> _Request_
Reproduce exactly the lines beginning with the line that contains "Give the segmentation" and ending at the final line of the material below.

> _Data shown_
....

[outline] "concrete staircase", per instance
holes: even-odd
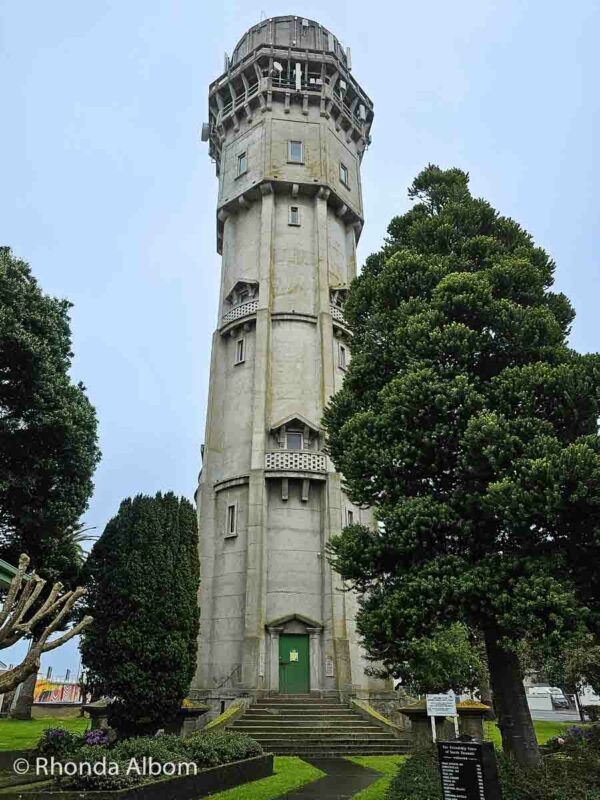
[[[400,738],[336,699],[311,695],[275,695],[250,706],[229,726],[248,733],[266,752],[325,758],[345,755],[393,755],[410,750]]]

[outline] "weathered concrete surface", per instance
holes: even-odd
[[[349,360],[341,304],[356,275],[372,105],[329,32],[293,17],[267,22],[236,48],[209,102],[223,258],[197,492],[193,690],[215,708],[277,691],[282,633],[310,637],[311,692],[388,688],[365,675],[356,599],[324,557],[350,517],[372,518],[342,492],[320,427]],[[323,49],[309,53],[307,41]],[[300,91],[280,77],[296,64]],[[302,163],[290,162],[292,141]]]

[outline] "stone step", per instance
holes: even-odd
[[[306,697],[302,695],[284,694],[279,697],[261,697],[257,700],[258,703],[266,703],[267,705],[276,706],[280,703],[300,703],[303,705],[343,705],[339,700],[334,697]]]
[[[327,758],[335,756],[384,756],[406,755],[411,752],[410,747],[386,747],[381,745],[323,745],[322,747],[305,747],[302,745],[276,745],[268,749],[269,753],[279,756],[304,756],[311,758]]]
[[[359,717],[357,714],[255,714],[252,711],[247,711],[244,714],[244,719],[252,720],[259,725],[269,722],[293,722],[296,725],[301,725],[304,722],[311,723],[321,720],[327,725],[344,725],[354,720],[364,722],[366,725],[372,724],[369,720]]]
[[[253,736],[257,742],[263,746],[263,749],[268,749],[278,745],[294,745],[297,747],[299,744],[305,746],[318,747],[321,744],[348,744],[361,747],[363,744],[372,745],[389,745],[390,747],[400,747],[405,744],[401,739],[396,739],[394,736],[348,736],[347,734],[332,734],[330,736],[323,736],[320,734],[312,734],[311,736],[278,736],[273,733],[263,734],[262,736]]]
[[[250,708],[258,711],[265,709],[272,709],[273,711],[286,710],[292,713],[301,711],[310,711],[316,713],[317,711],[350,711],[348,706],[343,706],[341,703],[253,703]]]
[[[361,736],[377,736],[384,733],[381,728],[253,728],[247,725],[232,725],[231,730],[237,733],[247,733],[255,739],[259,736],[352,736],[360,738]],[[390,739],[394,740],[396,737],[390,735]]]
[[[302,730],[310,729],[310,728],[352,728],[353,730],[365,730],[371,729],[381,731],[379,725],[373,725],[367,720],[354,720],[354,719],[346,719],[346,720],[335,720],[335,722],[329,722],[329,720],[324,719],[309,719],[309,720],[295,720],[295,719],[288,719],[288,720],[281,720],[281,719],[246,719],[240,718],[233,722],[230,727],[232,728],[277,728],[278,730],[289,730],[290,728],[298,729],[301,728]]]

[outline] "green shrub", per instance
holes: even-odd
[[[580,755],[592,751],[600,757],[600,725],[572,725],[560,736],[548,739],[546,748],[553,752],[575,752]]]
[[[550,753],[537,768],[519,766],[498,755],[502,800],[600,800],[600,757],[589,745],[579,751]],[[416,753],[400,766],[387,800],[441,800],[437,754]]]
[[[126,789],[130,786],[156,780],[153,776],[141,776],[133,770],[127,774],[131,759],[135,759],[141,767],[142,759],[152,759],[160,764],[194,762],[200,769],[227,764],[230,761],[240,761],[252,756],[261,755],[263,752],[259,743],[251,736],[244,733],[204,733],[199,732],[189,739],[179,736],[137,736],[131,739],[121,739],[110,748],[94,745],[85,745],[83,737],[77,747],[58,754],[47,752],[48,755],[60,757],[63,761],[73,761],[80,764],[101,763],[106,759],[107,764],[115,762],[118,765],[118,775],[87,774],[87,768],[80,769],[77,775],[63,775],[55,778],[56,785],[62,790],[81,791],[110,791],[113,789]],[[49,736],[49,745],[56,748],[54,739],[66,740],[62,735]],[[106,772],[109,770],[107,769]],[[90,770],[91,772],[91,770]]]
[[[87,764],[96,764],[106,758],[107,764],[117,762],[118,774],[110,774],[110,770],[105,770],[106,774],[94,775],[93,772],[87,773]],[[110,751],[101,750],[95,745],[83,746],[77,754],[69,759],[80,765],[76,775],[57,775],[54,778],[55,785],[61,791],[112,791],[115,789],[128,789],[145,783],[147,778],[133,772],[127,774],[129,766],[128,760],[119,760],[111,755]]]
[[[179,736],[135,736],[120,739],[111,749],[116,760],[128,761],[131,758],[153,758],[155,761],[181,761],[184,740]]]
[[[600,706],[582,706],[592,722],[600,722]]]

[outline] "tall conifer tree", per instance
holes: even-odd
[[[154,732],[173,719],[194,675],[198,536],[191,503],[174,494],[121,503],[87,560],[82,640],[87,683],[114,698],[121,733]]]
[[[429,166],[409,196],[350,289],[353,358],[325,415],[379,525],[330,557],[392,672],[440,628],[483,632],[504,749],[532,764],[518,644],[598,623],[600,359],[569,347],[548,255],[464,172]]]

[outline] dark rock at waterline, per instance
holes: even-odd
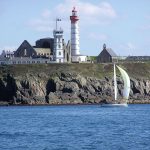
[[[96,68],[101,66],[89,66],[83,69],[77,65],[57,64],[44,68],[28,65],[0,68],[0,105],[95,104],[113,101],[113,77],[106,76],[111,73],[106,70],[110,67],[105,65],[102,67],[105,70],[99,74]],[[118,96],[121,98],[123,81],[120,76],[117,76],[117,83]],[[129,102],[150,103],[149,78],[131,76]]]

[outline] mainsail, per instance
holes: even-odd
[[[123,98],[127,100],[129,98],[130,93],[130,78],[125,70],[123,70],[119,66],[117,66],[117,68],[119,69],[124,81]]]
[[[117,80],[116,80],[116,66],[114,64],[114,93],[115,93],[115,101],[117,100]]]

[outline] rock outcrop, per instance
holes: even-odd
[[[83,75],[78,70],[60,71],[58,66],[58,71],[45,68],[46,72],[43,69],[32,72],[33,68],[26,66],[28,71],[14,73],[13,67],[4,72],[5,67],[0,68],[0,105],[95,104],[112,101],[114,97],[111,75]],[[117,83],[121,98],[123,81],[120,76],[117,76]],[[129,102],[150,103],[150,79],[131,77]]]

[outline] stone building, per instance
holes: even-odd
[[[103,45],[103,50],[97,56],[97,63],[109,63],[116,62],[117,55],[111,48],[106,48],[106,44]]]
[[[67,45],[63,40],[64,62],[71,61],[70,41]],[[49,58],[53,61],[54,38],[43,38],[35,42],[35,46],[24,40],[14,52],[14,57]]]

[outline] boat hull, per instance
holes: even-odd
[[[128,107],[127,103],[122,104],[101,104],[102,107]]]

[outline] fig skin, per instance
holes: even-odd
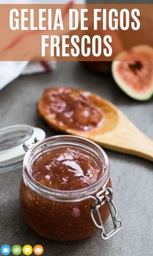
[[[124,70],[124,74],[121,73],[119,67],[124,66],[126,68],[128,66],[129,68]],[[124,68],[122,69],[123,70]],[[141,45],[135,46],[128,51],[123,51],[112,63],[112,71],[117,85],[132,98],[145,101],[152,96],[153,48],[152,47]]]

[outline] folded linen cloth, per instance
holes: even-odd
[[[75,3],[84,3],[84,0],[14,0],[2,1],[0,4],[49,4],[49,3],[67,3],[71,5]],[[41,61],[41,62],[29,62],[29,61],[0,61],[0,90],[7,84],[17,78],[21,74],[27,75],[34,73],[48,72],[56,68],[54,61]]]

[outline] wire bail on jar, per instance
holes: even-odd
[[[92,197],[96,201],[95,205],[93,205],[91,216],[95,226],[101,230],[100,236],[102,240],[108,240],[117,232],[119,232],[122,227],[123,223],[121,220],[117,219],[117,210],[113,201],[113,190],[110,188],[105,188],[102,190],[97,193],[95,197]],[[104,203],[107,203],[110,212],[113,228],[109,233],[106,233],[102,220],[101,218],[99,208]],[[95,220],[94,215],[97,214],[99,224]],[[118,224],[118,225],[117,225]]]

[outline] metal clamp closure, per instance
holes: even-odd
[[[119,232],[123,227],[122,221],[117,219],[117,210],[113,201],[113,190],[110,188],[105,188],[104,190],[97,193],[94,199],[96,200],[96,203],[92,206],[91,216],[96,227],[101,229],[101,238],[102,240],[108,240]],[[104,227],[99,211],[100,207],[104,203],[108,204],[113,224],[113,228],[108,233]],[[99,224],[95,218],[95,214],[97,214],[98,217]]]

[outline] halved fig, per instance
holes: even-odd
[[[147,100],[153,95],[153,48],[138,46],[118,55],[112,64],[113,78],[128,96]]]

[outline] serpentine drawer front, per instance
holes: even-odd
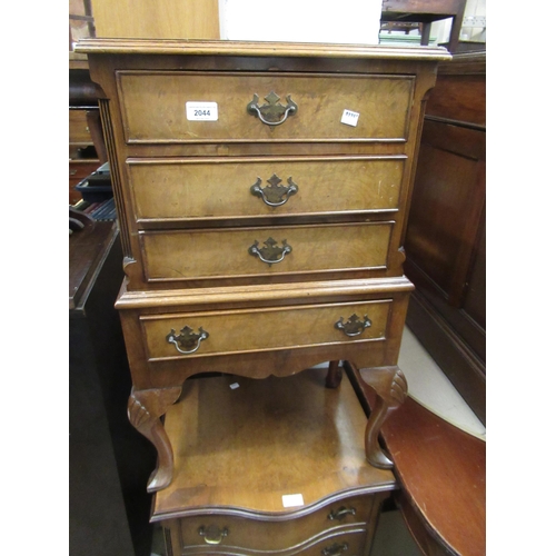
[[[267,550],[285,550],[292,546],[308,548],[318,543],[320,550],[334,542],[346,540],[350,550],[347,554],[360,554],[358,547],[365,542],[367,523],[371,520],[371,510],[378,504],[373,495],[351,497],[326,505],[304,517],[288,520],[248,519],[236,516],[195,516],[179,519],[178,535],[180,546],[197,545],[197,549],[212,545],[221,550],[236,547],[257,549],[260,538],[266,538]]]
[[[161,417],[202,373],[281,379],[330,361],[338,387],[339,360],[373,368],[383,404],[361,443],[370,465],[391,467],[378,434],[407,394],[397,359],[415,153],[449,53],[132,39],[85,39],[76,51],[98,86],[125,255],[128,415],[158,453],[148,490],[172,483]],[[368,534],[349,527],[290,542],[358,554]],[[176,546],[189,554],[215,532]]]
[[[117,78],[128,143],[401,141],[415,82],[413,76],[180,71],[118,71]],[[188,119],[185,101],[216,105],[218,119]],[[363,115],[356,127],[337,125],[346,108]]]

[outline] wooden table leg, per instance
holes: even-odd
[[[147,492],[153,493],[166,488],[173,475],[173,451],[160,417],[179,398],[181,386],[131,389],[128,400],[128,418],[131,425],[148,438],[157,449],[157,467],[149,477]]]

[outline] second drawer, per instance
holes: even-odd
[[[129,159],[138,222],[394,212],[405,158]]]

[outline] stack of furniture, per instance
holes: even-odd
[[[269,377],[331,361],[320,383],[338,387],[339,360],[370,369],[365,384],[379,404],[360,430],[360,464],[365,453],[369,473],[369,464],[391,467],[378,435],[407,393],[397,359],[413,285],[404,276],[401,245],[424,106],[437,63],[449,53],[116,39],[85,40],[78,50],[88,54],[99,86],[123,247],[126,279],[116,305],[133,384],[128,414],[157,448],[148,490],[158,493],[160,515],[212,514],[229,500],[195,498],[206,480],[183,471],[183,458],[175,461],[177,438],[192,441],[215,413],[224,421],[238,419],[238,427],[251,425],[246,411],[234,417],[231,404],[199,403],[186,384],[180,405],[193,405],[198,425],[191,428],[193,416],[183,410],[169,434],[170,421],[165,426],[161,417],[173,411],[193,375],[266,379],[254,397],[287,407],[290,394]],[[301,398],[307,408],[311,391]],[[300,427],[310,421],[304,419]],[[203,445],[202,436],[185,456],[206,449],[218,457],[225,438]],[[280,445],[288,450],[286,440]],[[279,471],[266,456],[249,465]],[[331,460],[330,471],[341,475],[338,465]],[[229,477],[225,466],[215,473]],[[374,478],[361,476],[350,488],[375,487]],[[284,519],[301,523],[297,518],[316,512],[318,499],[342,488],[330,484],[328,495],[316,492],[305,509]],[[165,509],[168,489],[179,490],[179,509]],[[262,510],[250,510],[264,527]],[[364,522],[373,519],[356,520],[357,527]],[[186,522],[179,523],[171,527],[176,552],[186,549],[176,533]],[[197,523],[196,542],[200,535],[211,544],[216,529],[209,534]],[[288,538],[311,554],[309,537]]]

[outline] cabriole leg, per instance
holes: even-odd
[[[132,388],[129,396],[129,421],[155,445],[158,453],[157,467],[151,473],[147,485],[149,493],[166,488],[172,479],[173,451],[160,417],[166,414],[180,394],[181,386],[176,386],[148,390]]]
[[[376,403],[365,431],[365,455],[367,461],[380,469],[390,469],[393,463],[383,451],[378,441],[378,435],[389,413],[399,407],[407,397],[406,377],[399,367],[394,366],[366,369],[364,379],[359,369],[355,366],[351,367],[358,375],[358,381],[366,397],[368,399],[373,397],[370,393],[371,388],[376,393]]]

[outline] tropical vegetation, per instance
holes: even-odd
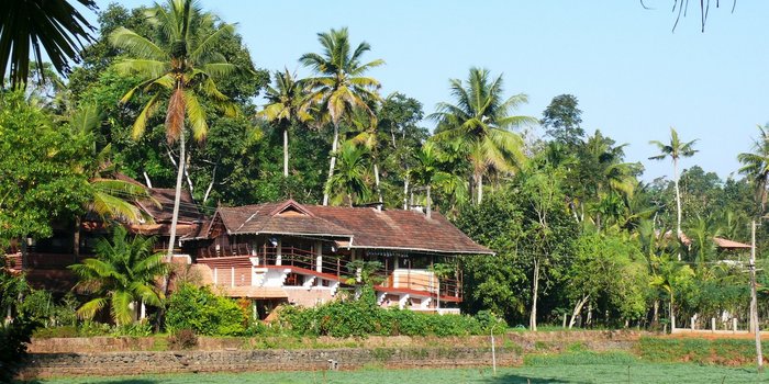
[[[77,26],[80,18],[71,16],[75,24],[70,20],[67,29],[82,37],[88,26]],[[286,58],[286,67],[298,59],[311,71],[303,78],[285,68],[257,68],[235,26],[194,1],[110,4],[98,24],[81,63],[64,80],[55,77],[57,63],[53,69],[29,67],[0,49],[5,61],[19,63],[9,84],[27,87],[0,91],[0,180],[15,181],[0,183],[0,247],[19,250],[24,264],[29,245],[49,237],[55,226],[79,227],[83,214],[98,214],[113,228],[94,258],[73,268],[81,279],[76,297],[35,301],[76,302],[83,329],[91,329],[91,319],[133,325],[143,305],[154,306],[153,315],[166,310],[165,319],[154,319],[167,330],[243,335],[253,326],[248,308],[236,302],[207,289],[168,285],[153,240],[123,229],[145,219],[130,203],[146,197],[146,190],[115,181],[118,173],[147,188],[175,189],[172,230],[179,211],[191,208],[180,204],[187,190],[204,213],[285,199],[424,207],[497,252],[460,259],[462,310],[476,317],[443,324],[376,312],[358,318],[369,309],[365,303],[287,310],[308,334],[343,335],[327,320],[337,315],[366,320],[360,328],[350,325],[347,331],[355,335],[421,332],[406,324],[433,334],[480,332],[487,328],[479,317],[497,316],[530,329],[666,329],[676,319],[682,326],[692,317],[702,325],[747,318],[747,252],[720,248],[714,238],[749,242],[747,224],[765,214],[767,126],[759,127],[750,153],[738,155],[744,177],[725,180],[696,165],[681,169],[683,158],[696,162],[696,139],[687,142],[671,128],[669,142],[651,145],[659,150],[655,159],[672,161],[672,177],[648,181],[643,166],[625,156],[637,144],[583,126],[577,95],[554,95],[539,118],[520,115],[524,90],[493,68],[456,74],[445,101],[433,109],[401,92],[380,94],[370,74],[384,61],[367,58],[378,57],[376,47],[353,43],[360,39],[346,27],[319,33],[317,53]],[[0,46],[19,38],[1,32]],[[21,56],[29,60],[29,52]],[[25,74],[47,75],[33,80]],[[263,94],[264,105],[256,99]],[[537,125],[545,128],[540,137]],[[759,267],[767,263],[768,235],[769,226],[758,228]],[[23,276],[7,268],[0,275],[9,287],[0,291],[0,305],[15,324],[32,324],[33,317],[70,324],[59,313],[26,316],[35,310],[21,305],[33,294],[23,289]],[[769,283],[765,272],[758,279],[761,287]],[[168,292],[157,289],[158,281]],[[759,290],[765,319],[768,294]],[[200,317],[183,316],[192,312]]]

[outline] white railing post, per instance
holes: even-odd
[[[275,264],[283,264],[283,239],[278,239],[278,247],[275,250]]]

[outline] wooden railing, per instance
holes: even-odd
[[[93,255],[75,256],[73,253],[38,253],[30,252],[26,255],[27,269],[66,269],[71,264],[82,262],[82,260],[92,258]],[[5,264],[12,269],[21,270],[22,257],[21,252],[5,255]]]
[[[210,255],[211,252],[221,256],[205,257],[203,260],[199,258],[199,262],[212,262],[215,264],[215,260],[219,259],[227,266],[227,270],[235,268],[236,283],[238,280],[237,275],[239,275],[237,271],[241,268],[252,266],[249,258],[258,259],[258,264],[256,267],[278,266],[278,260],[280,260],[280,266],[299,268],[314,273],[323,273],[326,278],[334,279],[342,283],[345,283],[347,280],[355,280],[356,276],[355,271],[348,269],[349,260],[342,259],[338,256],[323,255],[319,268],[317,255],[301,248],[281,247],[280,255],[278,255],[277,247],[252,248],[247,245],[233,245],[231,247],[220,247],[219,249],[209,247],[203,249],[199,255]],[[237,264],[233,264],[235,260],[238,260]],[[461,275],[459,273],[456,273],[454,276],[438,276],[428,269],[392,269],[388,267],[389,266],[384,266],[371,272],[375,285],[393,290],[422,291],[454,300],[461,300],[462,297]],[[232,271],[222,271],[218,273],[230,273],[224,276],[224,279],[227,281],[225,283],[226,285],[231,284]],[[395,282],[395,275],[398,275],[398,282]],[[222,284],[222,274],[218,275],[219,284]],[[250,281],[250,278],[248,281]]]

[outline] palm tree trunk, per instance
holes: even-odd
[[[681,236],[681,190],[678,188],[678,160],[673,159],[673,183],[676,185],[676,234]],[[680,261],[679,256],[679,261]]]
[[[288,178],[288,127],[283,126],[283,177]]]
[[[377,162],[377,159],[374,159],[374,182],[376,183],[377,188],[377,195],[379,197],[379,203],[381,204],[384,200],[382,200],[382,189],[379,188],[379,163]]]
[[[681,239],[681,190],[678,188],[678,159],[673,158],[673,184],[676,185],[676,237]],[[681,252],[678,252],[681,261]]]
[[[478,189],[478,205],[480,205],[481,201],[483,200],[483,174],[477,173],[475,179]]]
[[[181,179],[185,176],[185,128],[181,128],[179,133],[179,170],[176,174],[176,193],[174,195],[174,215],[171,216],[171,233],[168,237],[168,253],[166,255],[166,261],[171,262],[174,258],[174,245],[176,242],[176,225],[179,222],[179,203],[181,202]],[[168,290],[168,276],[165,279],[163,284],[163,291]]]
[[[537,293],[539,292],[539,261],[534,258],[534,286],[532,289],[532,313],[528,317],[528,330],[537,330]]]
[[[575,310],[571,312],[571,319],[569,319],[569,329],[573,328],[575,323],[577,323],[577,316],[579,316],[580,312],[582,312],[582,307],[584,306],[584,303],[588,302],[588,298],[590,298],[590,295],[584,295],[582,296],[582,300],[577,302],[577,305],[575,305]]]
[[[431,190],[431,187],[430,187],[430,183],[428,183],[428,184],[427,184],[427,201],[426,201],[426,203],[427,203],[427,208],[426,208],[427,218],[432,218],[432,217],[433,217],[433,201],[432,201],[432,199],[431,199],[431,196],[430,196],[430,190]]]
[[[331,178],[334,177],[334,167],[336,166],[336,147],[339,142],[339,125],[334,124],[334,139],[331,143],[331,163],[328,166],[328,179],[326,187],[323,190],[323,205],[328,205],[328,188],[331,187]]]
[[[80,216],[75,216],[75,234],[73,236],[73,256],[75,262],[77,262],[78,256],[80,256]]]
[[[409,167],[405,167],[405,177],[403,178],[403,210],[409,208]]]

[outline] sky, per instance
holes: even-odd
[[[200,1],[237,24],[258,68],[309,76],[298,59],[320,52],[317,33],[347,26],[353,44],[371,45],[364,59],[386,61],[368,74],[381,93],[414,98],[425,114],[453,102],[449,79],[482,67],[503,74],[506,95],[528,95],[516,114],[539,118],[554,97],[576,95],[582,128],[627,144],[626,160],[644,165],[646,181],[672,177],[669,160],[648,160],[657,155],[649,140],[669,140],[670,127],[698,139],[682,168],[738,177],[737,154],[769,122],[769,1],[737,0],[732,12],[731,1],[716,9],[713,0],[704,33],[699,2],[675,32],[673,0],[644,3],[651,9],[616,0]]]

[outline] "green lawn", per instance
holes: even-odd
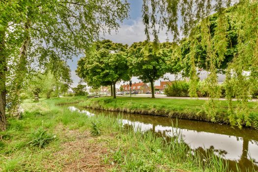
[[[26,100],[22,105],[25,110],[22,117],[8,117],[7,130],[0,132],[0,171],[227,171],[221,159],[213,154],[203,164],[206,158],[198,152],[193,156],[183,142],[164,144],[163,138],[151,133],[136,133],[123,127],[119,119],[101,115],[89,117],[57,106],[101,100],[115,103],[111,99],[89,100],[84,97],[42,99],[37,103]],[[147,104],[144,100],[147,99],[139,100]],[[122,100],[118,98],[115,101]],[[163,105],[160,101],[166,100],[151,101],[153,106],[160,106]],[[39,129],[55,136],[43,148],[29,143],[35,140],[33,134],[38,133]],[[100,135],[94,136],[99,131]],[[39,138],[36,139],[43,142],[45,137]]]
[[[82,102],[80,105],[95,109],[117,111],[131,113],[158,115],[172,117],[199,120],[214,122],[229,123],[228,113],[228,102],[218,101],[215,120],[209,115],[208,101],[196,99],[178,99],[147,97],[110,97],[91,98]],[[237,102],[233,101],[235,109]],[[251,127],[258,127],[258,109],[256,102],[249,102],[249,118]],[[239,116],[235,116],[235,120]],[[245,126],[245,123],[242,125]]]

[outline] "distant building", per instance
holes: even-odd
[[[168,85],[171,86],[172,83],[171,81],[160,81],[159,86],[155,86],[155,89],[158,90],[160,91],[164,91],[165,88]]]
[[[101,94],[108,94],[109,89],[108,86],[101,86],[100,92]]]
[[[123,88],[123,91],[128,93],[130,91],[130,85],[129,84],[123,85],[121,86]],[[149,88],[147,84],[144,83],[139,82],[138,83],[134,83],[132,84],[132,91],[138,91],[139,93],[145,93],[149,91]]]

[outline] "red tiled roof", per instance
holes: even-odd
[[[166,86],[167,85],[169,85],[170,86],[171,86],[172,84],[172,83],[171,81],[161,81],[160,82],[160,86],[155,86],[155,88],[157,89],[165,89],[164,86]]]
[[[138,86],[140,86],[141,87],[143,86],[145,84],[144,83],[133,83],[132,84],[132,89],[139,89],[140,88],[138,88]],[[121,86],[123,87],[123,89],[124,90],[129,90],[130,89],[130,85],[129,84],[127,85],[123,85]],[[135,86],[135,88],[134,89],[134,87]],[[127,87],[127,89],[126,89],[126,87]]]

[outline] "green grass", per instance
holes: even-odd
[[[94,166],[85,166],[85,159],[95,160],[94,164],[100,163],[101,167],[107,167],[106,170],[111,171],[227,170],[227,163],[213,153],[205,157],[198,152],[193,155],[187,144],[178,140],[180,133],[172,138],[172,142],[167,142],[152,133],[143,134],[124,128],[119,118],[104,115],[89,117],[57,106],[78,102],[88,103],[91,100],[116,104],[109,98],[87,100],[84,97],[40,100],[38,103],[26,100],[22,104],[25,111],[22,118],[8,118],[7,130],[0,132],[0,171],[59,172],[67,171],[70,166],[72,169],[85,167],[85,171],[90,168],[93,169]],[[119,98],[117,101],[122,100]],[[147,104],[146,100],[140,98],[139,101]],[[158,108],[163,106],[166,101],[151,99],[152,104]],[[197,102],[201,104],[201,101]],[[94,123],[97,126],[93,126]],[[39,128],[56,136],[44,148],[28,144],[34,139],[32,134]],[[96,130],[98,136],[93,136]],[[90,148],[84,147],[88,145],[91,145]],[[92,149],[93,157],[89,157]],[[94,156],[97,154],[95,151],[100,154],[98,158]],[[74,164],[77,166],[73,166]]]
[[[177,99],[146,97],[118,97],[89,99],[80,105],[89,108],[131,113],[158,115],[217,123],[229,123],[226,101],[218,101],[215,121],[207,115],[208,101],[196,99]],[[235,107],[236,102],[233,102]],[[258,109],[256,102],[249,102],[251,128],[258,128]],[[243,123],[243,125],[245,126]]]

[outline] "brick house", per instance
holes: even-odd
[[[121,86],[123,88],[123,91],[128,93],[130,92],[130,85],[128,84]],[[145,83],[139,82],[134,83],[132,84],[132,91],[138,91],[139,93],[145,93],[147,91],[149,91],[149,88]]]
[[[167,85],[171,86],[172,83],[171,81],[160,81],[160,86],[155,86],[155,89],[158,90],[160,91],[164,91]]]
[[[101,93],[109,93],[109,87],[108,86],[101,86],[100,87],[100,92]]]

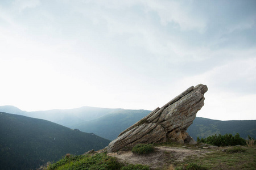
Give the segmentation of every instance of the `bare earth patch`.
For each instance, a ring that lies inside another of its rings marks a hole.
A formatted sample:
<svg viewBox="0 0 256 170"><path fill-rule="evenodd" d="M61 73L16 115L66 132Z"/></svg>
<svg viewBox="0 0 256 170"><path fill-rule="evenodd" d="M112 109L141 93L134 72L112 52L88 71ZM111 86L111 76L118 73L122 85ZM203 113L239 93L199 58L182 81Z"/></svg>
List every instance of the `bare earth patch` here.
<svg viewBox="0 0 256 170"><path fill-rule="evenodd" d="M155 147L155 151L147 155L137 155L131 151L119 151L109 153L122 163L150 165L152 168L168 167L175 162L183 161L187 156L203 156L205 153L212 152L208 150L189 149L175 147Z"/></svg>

....

> _Output of the exercise_
Give the segmentation of every instance of the `bare earth patch`.
For each instance, a ring that lies inside another of its rings marks a hole.
A formatted sample:
<svg viewBox="0 0 256 170"><path fill-rule="evenodd" d="M61 73L16 115L66 132Z"/></svg>
<svg viewBox="0 0 256 170"><path fill-rule="evenodd" d="M112 109L141 93L134 72L112 52L88 71ZM111 86L111 76L118 73L122 85ZM203 113L239 93L199 58L182 81Z"/></svg>
List every instance of the `bare earth patch` here.
<svg viewBox="0 0 256 170"><path fill-rule="evenodd" d="M155 147L155 151L147 155L137 155L131 151L119 151L109 153L122 163L150 165L152 168L168 167L175 162L183 161L187 156L203 156L205 153L212 152L208 150L189 149L175 147Z"/></svg>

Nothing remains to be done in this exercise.